◆ Extract to read
|---|

The acquisition was accounted for by the purchase method of accounting
under SFAS No. 141, "Business Combinations". The purchase price for the
acquisition, including loan repayment and net of cash received, totaled
$1,951,547 and was allocated to assets acquired and liabilities assumed based on
estimated fair values at the date of acquisition. The company recorded
$1,279,118 of goodwill and $18,000 of intangibles based on the opening balance
sheet. Additional consideration payable based on Simclar Mexico's sales through
July 14, 2006 could increase the amount of this goodwill to $2,579,118. The
additional earn-out for the period July 15, 2003 to July 14, 2004 of $606,432
was paid on September 15, 2004. This additional earn-out payment increased the
company's goodwill to $1,885,550.
Results of operations have been included in the company's consolidated
financial statements prospectively from the date of acquisition.
10
Item 2. Management's Discussion and Analysis of Financial Condition and Results
of Operations
Introduction and Overview
In the three months ended March 31, 2005, we experienced moderate sales
growth over the same period of the preceding year. We continued to focus on the
following key priorities: (1) expanding our customer base through our alliance
with Simclar Group, (2) seeking to develop strong, long-term alliances with
major growth original equipment manufacturers ("OEMs"), and (3) developing the
opportunities arising from our acquisition of Simclar Mexico in July 2003.

|---|

◆ Supplied information

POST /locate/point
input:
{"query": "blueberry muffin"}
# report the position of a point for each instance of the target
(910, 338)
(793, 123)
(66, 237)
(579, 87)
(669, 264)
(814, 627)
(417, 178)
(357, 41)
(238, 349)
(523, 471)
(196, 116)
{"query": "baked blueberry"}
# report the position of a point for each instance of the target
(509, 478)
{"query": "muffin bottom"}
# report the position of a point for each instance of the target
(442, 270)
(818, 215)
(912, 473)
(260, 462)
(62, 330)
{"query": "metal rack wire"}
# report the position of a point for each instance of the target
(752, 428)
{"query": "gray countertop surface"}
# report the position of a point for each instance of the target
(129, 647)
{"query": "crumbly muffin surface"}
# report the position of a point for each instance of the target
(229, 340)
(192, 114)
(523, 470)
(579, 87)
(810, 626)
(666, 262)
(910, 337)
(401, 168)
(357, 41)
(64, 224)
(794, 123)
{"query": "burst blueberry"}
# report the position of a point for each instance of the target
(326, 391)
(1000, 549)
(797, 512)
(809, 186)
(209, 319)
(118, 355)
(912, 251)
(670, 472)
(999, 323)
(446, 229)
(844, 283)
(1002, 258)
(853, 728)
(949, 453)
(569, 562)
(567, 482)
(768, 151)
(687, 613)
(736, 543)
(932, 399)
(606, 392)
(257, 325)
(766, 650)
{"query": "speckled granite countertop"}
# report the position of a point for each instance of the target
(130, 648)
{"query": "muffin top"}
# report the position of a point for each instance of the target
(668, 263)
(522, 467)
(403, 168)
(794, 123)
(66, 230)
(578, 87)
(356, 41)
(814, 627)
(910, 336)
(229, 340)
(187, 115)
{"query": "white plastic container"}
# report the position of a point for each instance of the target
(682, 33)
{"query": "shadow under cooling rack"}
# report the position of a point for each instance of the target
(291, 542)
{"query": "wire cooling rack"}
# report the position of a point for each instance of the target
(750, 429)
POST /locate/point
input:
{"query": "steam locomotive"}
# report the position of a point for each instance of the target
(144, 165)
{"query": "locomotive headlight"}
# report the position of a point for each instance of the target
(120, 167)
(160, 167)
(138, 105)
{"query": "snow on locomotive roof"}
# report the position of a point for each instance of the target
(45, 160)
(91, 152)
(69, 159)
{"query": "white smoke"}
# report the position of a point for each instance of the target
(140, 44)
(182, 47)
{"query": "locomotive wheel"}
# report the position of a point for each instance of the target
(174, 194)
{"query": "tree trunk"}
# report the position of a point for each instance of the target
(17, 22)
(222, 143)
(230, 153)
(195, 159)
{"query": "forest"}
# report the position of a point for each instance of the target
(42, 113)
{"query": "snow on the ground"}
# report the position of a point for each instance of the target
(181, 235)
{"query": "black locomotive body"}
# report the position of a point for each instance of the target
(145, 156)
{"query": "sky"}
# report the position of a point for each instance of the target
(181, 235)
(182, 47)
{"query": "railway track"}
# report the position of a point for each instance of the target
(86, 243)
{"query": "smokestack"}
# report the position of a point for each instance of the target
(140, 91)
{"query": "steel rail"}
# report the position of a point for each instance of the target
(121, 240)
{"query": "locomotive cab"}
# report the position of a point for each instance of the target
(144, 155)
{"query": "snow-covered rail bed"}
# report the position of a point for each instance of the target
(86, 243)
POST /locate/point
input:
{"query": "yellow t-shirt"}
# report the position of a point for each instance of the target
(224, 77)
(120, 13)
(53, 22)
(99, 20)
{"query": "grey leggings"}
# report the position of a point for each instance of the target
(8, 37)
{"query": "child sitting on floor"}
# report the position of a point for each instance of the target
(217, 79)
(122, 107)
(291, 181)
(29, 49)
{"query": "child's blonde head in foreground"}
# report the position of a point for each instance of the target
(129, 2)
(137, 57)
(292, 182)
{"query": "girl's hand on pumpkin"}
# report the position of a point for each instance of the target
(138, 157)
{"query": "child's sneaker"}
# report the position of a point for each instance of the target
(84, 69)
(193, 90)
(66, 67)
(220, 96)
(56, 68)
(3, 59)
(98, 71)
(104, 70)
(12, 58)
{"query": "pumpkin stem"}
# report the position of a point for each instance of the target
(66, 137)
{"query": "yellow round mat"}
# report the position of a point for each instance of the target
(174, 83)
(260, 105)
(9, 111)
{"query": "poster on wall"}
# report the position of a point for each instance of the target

|---|

◆ Problems to solve
#1 In the Simclar excerpt, return everything from "The acquisition was" down to "goodwill to $1,885,550.", copied word for word.
#2 Answer these questions from the Simclar excerpt:
(a) How much goodwill did the company record based on the opening balance sheet?
(b) On what date was the $606,432 earn-out paid?
(c) In what month and year was Simclar Mexico acquired?

◆ Results
#1
The acquisition was accounted for by the purchase method of accounting
under SFAS No. 141, "Business Combinations". The purchase price for the
acquisition, including loan repayment and net of cash received, totaled
$1,951,547 and was allocated to assets acquired and liabilities assumed based on
estimated fair values at the date of acquisition. The company recorded
$1,279,118 of goodwill and $18,000 of intangibles based on the opening balance
sheet. Additional consideration payable based on Simclar Mexico's sales through
July 14, 2006 could increase the amount of this goodwill to $2,579,118. The
additional earn-out for the period July 15, 2003 to July 14, 2004 of $606,432
was paid on September 15, 2004. This additional earn-out payment increased the
company's goodwill to $1,885,550.

#2
(a) $1,279,118
(b) September 15, 2004
(c) July 2003